**What needs to be done:** Each line of the data below should be restated exactly, with images left out.

Phrase grounding data
────────────────────────────────────────

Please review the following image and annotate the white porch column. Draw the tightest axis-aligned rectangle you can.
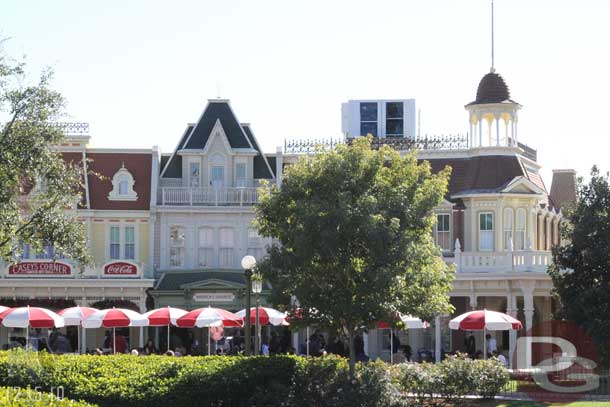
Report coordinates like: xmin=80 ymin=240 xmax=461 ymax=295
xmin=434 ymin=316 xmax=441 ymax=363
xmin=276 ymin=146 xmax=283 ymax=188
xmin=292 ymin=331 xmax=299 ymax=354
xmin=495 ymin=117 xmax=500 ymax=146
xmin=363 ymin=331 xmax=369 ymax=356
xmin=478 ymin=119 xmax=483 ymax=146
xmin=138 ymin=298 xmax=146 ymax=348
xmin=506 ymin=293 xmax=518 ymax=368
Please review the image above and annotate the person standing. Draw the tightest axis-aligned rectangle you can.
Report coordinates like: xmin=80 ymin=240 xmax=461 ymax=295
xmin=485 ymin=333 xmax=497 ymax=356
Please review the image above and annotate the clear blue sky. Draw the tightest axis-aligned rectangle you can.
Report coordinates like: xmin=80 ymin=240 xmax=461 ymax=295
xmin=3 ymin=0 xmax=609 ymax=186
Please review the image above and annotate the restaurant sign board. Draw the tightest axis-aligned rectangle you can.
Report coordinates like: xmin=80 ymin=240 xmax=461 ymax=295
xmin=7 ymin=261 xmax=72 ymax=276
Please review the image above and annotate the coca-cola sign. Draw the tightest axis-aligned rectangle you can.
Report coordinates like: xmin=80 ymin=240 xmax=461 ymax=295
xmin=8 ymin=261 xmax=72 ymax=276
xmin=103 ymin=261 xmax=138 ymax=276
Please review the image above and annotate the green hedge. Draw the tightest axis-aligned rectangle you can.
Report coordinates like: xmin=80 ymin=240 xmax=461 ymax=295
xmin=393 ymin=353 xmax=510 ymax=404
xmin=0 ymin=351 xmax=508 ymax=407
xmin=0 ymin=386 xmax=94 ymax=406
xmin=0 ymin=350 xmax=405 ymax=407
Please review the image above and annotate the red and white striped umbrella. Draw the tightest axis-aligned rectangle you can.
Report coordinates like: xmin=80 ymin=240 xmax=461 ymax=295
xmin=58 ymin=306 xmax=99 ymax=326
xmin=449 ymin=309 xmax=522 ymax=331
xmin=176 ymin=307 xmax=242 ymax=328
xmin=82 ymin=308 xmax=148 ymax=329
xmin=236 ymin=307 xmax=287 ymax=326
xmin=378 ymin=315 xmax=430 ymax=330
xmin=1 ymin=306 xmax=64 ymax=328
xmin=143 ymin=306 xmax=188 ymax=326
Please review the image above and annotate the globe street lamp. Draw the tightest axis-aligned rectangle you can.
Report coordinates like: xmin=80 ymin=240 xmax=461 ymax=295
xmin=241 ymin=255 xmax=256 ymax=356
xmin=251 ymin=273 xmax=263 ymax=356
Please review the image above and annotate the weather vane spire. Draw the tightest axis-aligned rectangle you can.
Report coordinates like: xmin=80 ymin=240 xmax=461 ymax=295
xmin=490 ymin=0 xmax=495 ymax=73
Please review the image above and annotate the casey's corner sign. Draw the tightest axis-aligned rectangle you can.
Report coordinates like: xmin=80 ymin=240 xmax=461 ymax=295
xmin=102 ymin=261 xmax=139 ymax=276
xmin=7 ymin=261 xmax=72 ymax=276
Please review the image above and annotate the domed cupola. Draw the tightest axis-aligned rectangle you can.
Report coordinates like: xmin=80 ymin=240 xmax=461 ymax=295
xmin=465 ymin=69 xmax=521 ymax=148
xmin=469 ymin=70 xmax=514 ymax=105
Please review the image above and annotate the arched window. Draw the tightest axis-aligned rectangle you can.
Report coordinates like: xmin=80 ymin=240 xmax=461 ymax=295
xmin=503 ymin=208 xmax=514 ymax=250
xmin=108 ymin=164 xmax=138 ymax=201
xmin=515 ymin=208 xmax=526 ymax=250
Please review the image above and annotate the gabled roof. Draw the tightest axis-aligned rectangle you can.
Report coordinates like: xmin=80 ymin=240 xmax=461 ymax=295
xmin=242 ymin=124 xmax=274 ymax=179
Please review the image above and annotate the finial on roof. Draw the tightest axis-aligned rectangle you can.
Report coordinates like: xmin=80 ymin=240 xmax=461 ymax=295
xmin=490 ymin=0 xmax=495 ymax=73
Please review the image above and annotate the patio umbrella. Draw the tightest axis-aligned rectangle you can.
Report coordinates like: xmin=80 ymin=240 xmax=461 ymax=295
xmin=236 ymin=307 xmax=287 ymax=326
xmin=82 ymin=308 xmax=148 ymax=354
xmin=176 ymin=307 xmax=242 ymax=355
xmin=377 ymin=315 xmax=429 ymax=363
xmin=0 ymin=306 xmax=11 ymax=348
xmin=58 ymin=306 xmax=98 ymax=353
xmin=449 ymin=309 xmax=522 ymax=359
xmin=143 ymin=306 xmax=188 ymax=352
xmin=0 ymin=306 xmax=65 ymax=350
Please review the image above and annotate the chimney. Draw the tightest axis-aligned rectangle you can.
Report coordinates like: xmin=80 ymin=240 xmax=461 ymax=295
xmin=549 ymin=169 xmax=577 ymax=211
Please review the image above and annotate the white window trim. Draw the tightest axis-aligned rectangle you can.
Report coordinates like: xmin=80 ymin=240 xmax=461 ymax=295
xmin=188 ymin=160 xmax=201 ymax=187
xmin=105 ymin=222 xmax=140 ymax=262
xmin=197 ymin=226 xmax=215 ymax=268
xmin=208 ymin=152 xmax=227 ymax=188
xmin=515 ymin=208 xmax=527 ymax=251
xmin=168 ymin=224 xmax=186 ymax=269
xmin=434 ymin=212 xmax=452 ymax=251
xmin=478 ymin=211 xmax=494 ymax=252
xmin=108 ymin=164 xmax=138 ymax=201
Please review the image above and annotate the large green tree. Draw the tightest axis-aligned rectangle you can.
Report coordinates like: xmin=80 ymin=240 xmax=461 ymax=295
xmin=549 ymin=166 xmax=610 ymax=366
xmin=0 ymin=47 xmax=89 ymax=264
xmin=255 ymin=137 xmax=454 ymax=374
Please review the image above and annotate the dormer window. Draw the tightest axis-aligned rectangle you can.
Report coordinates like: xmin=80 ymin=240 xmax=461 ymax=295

────────────────────────────────────────

**Output of the exercise:**
Please review the following image and annotate the white porch column. Draw the tightest axis-aligned rectangle you can.
Report coordinates like: xmin=80 ymin=240 xmax=461 ymax=295
xmin=434 ymin=316 xmax=441 ymax=363
xmin=276 ymin=146 xmax=283 ymax=188
xmin=292 ymin=331 xmax=299 ymax=354
xmin=495 ymin=117 xmax=500 ymax=146
xmin=363 ymin=331 xmax=369 ymax=356
xmin=478 ymin=119 xmax=483 ymax=146
xmin=138 ymin=298 xmax=146 ymax=348
xmin=506 ymin=293 xmax=518 ymax=368
Please review the image above and annotate the person standing. Draw the tightest axis-aligned rectangle you can.
Report coordinates like: xmin=80 ymin=240 xmax=461 ymax=295
xmin=485 ymin=333 xmax=497 ymax=356
Please review the image above and annotate the clear blue sky. Draw the tightest axis-aligned rectangle you can.
Report coordinates like: xmin=80 ymin=240 xmax=461 ymax=295
xmin=3 ymin=0 xmax=609 ymax=186
Please review the image above and annotate the restaurant sign board. Draw the tightest axis-aligned rectangle you can.
Report coordinates like: xmin=80 ymin=240 xmax=461 ymax=295
xmin=7 ymin=261 xmax=72 ymax=276
Please review the image above and annotate the coca-cola sign. Draw the tightest axis-aligned rectangle you can.
Report coordinates like: xmin=80 ymin=240 xmax=461 ymax=295
xmin=8 ymin=261 xmax=72 ymax=276
xmin=103 ymin=261 xmax=138 ymax=276
Please review the image above and annotate the green hedge. Draw the tightest axis-aligned rectangle you can.
Report coordinates like: xmin=80 ymin=240 xmax=461 ymax=295
xmin=393 ymin=353 xmax=510 ymax=404
xmin=0 ymin=351 xmax=508 ymax=407
xmin=0 ymin=386 xmax=94 ymax=406
xmin=0 ymin=350 xmax=405 ymax=407
Please review the image above and annotate the red and white striped umbrella. Draw the tightest axis-aligned rectangle you can.
Report coordinates like: xmin=80 ymin=240 xmax=461 ymax=295
xmin=58 ymin=306 xmax=99 ymax=326
xmin=449 ymin=309 xmax=522 ymax=331
xmin=176 ymin=307 xmax=242 ymax=328
xmin=82 ymin=308 xmax=148 ymax=329
xmin=236 ymin=307 xmax=287 ymax=326
xmin=378 ymin=315 xmax=430 ymax=330
xmin=1 ymin=306 xmax=64 ymax=328
xmin=143 ymin=306 xmax=188 ymax=326
Please review the image above and annotate the globe street lamp. Draw the tightest axis-aligned rectangle you can.
Report coordinates like: xmin=80 ymin=240 xmax=461 ymax=295
xmin=241 ymin=255 xmax=256 ymax=356
xmin=251 ymin=273 xmax=263 ymax=356
Please review the image above and annotate the weather vane spire. Draw the tightest axis-aligned rectangle you can.
Report coordinates like: xmin=80 ymin=240 xmax=461 ymax=295
xmin=490 ymin=0 xmax=495 ymax=73
Please review the image above and annotate the casey's corner sign. Draw the tightest axis-aligned rectangle you can.
Report coordinates like: xmin=80 ymin=240 xmax=461 ymax=295
xmin=102 ymin=261 xmax=139 ymax=276
xmin=7 ymin=261 xmax=72 ymax=276
Please review the image above and annotate the domed cupola. Draw the tightest axis-aligned rectangle you can.
Report coordinates like: xmin=80 ymin=240 xmax=461 ymax=295
xmin=465 ymin=69 xmax=521 ymax=148
xmin=469 ymin=70 xmax=514 ymax=105
Please review the image above and annotate the arched window. Draw the tightest axis-aligned rectangle you can.
Report coordinates like: xmin=80 ymin=240 xmax=461 ymax=295
xmin=503 ymin=208 xmax=514 ymax=250
xmin=108 ymin=164 xmax=138 ymax=201
xmin=515 ymin=208 xmax=526 ymax=250
Please review the image above and annotate the gabled roof. Draw the tightest axis-aligned rectangle you can.
Report coordinates like: xmin=80 ymin=240 xmax=461 ymax=295
xmin=242 ymin=124 xmax=274 ymax=179
Please review the image above and annotate the finial on roof. Draw the tightest axis-aligned rectangle you can.
Report coordinates like: xmin=80 ymin=240 xmax=461 ymax=295
xmin=490 ymin=0 xmax=495 ymax=73
Please review the image above and annotate the patio umbrella. Draw the tightest axis-aligned rectangle you can.
Report coordinates like: xmin=80 ymin=240 xmax=461 ymax=295
xmin=236 ymin=307 xmax=287 ymax=326
xmin=82 ymin=308 xmax=148 ymax=354
xmin=176 ymin=307 xmax=242 ymax=355
xmin=377 ymin=315 xmax=429 ymax=363
xmin=0 ymin=306 xmax=11 ymax=348
xmin=58 ymin=306 xmax=98 ymax=353
xmin=449 ymin=309 xmax=522 ymax=359
xmin=143 ymin=306 xmax=188 ymax=352
xmin=0 ymin=306 xmax=65 ymax=350
Please review the image above and annotate the chimney. Draw the tightest axis-aligned rectangle you can.
Report coordinates like: xmin=80 ymin=240 xmax=461 ymax=295
xmin=549 ymin=169 xmax=577 ymax=211
Please review the image above and annotate the white window trim. Draw the tightest axis-aligned rectangle you can.
Report coordinates like: xmin=80 ymin=240 xmax=461 ymax=295
xmin=188 ymin=160 xmax=201 ymax=187
xmin=105 ymin=222 xmax=140 ymax=262
xmin=197 ymin=226 xmax=215 ymax=268
xmin=208 ymin=152 xmax=227 ymax=188
xmin=515 ymin=208 xmax=527 ymax=251
xmin=168 ymin=224 xmax=186 ymax=269
xmin=434 ymin=212 xmax=452 ymax=251
xmin=478 ymin=211 xmax=494 ymax=252
xmin=108 ymin=164 xmax=138 ymax=201
Please review the image above and annotate the large green tree. Draw the tightest axis-aligned rectangle you can.
Report coordinates like: xmin=80 ymin=240 xmax=461 ymax=295
xmin=549 ymin=166 xmax=610 ymax=366
xmin=0 ymin=47 xmax=89 ymax=264
xmin=255 ymin=137 xmax=454 ymax=374
Please review the image above and annotate the dormer window. Draw the tightest axis-aligned rectangle you can.
Report coordinates like: xmin=80 ymin=240 xmax=461 ymax=295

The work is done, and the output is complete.